## START PROVIDED MATERIAL

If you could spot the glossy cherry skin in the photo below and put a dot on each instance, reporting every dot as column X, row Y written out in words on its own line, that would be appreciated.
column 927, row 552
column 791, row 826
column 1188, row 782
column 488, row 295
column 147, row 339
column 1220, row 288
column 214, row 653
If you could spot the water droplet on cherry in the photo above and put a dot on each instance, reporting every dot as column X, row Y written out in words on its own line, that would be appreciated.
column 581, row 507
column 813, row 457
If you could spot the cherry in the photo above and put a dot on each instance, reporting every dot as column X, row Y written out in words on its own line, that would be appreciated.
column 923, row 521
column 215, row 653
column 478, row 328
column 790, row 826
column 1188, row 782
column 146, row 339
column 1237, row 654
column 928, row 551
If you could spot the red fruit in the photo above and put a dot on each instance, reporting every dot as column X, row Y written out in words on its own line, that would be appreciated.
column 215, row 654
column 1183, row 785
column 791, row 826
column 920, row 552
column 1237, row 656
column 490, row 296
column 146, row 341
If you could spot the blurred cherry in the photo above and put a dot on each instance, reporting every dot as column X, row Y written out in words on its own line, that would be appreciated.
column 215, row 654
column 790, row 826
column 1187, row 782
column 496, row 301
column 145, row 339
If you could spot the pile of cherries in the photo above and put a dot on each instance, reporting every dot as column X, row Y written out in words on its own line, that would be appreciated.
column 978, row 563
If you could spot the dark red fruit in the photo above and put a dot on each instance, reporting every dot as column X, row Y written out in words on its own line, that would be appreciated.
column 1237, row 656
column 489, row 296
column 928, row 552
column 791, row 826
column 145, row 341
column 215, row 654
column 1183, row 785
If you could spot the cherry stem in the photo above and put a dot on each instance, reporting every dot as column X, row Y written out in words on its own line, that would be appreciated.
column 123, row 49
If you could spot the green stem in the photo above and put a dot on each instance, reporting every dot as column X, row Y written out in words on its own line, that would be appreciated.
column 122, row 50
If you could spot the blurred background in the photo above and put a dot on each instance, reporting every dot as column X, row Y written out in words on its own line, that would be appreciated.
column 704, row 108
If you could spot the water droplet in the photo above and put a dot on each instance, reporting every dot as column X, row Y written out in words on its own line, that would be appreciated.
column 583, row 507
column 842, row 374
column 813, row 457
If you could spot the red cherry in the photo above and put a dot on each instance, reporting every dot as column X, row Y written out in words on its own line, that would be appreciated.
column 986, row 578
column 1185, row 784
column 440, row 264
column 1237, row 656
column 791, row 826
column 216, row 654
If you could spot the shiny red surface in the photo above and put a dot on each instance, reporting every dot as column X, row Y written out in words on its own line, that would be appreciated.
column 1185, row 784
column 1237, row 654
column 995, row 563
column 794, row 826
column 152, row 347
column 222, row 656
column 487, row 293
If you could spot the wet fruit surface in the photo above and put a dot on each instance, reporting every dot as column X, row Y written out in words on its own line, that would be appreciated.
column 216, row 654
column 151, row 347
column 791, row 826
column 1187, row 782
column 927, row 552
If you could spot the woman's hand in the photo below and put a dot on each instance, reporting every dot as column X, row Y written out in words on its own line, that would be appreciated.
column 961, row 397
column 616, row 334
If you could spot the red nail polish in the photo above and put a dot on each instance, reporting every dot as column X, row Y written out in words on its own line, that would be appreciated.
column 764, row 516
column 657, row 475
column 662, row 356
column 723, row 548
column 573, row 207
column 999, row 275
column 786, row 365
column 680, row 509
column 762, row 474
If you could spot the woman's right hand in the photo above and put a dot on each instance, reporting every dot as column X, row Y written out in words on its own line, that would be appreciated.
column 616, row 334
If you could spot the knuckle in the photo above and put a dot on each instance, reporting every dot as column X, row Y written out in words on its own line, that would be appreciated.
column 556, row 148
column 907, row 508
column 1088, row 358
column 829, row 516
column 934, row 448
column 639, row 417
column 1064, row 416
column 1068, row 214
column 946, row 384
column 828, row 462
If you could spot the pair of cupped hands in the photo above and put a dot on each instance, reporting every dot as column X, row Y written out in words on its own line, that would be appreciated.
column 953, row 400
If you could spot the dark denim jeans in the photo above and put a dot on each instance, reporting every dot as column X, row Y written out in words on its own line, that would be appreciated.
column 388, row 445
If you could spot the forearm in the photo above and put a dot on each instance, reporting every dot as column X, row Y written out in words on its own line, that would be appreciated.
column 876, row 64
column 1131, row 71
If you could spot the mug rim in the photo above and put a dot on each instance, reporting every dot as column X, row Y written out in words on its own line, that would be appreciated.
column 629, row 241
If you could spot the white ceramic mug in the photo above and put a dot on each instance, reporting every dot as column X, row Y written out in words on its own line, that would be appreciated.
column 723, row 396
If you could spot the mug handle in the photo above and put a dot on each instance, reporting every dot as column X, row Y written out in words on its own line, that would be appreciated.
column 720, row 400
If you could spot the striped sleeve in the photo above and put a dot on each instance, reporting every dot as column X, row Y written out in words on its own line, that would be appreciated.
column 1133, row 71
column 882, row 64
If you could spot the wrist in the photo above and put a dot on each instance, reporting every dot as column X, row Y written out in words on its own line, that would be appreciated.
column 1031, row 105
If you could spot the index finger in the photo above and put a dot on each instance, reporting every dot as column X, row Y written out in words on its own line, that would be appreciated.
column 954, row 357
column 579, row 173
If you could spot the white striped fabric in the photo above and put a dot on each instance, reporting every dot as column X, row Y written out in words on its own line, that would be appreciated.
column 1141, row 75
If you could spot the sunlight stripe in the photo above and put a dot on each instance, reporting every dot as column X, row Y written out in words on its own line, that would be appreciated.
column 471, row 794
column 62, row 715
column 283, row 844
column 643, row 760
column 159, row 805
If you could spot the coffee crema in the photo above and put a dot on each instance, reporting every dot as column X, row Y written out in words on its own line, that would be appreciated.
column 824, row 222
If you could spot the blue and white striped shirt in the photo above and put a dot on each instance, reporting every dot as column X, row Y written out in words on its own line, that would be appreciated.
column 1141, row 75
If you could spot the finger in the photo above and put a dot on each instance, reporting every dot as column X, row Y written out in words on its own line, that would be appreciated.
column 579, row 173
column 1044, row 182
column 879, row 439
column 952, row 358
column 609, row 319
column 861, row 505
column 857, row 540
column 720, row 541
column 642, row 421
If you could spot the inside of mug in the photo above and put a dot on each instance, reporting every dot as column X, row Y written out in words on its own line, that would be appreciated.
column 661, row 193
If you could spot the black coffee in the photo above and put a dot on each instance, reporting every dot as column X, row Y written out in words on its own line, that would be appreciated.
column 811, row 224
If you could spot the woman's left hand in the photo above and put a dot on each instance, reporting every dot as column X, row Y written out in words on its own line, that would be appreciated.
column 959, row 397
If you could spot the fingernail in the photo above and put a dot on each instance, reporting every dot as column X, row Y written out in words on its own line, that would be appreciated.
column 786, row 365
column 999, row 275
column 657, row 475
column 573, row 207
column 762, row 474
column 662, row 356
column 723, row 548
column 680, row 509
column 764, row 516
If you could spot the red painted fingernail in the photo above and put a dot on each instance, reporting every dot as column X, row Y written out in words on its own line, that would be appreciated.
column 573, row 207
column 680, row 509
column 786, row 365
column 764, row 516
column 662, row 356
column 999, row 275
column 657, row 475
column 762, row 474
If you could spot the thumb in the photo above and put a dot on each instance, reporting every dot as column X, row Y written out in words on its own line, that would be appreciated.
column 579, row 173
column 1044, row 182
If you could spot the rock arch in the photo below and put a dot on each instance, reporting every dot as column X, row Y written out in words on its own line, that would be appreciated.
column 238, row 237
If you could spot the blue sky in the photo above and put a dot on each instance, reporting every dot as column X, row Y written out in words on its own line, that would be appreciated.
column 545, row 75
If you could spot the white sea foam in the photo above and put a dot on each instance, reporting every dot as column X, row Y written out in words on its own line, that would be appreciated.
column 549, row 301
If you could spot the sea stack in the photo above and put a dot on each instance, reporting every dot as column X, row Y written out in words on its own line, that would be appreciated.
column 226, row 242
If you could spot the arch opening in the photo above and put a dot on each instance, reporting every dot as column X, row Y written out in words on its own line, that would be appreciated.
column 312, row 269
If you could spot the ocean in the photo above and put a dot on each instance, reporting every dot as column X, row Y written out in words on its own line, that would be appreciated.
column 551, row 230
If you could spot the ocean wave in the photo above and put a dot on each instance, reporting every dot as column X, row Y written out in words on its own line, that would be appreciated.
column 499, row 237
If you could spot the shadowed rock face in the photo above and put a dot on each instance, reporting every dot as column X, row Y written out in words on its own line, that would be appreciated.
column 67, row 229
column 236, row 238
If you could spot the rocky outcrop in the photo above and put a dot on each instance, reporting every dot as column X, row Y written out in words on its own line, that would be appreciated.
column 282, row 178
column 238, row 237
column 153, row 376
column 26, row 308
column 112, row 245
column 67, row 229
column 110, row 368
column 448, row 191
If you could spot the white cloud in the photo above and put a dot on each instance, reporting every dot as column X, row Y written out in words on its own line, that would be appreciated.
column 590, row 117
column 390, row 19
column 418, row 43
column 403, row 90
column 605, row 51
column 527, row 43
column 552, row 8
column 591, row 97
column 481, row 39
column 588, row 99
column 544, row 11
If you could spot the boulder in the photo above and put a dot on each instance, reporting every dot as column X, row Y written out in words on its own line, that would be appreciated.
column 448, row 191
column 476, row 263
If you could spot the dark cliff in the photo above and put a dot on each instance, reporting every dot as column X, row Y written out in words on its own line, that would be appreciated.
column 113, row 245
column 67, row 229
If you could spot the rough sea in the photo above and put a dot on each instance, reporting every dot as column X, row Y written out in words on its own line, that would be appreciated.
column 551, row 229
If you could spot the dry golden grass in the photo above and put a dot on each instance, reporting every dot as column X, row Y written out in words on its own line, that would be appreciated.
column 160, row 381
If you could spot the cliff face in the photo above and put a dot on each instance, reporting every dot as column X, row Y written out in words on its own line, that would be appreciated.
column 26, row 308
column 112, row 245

## END PROVIDED MATERIAL

◆ TASK PROMPT:
Repeat the lines of the data above word for word, starting at the line containing "If you could spot the sea" and ending at the line containing "column 236, row 238", both included.

◆ WRITTEN RESPONSE:
If you could spot the sea stack in the photo above and put a dot on each instance, reporting every dot as column X, row Y written out in words on its own line, that would be appreciated.
column 226, row 242
If you could spot the arch opening in the photo above and put a dot on each instance, reporting every dot as column X, row Y written out in words on its own line, that would be appreciated.
column 312, row 269
If you could spot the ocean in the photo above and put a dot on each instance, reporting every dot as column X, row Y written out in words on its own line, that would be appreciated.
column 551, row 230
If you could spot the ocean wave in the photo above and put a dot on each instance, reporting every dot as column X, row Y written out in words on its own line, that would be appreciated.
column 499, row 237
If you could spot the shadowed rock face in the photo above and put a dot on each instance, reporting every dot as column X, row Y written out in words on its own line, that would be appreciated.
column 67, row 229
column 236, row 238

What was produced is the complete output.